*** Text provided
The C# Station Tutorial
by Joe Mayo
created 07/04/08, updated 1/12/09
Lesson 22: Topics on C# Type
Throughout this tutorial, you've seen many different types, including those that
are part of C# and custom designed types. If you've taken the samples and worked
on them yourself, extending and writing your own programs, you are likely to have
experienced errors associated with type. For example, you can't assign a
double
to an int without using a cast operator to perform the conversion. Another feature
of C# concerns the semantic differences between reference and value types. Such
problems should make you wonder why this is so and that's what this lesson is for.
Here are the objectives for this lesson:
- Understand the need for type safety
- See how to convert one type to another
- Learn about reference types
- Learn about value types
- Comprehend the semantic differences between reference and value types
Why Type Safety?
In untyped languages, such as scripting languages, you can assign one variable to
another and the compiler/interpreter will use an intelligent algorithm to figure
out how the assignment should be done. If the assignment is between two variables
of the same type, all is good. However, if the assignment is between different
types, you could have serious problems.
For example, if you assigned an int value to a float variable it would convert okay
because the fractional part of the new float would just be zero. However, if you
went the other way and assigned a float value to an int variable, that would most
likely be a problem. You would lose all of the precision of the original float
value. Consider the damage that could be caused if the float value represented
a chemical ingredient, an engineering measurement, or a financial value. Finding
such an error would be difficult and particularly expensive, especially if the error
didn't show up until your application was in production (already being used by customers).
******
Exercises.
(A) Answer these questions about the C# type lesson above, one per line:
(i) What type of value can't be assigned to an int without a cast operator?
(ii) When an int value is assigned to a float variable, what is the fractional part of the new float?
(iii) What three things does the lesson say a float value might represent?
(B) Carry the C# type lesson above further, writing on from its last sentence.
*** Given entries
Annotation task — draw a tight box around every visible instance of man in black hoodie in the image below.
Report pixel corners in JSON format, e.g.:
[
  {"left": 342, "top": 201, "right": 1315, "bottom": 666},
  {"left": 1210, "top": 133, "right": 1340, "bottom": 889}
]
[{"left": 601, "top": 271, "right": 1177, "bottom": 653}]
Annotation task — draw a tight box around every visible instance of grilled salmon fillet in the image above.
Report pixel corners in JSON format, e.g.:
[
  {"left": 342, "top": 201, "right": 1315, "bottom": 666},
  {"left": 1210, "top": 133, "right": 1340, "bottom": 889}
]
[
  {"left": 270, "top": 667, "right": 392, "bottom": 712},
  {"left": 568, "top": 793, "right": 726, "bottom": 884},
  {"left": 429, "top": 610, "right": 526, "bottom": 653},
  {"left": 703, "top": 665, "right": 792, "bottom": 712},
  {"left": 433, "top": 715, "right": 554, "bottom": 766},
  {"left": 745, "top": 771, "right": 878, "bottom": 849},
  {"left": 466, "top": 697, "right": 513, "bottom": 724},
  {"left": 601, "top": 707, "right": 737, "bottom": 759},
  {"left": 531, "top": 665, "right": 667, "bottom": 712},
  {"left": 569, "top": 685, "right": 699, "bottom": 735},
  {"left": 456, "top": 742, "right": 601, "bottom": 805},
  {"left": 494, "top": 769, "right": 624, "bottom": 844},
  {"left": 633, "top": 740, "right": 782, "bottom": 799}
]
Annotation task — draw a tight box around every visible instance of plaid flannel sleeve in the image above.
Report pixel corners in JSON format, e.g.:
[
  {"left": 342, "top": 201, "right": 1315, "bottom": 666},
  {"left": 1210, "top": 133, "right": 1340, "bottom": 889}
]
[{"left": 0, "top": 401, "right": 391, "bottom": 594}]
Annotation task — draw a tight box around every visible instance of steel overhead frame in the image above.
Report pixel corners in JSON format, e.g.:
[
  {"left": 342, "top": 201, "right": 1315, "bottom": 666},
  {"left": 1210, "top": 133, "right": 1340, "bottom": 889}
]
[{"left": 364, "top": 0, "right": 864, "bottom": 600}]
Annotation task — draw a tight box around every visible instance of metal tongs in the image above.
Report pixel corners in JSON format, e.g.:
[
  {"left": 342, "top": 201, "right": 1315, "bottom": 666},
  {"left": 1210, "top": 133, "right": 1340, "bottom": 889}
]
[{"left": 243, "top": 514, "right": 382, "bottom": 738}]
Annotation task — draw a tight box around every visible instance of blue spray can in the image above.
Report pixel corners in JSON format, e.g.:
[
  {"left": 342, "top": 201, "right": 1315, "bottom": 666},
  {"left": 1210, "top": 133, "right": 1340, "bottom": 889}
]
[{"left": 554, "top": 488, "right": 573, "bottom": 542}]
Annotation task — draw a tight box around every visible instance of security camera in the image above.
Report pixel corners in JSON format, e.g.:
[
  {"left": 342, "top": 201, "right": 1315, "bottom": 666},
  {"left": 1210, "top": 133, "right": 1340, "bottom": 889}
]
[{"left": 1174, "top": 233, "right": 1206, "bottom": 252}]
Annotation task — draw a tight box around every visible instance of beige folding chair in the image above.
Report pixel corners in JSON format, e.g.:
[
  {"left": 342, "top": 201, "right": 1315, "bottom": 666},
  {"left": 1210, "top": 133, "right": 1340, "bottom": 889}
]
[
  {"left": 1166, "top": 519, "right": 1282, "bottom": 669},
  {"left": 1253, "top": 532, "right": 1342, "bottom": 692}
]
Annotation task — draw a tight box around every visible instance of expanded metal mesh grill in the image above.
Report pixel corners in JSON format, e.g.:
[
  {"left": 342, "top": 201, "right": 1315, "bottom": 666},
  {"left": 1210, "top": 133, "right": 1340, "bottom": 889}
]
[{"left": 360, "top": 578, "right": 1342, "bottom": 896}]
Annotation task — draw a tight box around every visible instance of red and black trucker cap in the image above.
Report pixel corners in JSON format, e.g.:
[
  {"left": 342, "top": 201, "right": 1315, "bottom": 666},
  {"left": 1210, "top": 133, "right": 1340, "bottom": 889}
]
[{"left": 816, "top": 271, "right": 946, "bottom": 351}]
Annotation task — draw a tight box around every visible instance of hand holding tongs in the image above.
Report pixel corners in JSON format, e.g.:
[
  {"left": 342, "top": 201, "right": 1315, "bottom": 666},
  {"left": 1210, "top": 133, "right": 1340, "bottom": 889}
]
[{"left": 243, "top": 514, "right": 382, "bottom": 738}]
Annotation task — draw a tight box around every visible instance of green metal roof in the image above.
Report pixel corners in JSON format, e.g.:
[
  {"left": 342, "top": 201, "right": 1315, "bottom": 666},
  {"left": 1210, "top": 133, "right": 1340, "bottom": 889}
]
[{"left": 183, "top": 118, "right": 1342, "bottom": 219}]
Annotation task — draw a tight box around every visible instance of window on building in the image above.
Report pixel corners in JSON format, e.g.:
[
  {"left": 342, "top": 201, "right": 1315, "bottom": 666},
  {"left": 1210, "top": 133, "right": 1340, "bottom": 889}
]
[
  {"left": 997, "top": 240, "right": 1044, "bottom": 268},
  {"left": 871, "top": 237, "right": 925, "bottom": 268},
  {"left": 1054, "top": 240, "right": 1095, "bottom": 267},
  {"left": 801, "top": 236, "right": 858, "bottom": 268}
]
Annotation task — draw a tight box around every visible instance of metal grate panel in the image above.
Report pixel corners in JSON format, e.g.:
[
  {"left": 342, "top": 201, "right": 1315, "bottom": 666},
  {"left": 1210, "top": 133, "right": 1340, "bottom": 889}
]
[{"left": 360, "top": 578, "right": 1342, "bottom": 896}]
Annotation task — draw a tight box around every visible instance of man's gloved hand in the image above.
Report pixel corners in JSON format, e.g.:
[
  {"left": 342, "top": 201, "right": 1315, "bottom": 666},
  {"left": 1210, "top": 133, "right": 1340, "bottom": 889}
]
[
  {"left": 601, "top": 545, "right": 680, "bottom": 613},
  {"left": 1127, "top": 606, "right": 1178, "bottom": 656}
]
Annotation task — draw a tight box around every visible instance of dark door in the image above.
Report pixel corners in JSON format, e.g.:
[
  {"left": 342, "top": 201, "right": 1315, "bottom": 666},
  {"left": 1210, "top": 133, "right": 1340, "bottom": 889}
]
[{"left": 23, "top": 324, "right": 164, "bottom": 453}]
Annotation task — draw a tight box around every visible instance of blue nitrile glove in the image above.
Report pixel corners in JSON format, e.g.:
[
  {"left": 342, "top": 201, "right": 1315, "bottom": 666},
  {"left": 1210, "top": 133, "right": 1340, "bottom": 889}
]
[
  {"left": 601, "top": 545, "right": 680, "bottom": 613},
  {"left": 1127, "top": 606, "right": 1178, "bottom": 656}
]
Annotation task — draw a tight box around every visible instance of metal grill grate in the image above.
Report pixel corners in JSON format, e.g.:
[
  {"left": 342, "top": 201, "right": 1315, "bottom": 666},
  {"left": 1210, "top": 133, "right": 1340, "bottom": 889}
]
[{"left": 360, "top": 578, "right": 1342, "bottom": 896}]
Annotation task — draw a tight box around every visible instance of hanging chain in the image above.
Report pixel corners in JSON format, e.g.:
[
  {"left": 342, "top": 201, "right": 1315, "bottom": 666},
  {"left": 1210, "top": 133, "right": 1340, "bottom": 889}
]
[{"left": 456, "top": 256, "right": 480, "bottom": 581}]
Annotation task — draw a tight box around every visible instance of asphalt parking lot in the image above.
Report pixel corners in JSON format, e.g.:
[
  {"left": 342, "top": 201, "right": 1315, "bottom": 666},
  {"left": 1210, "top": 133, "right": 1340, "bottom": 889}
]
******
Answers to the tasks.
(A)
(i) A double.
(ii) Zero.
(iii) A chemical ingredient, an engineering measurement, or a financial value.

(B)
Using the Cast Operator for Conversions
In Lesson 02: Operators, Types, and Variables, you learned about C# types and operators.
It explained the size and precision of the various types and there is a list of
available operators. The cast operator, (x), is listed first as a primary operator
in Table 2-4. When you must convert a type that doesn't fit, it must be done
via what is called an explicit conversion, which uses the cast operator. Listing
22-1 has an example of an implicit conversion, which doesn't require the cast
operator, and an explicit conversion.
Listing 22-1. Cast Operators
using System;
class Program
{
static void Main()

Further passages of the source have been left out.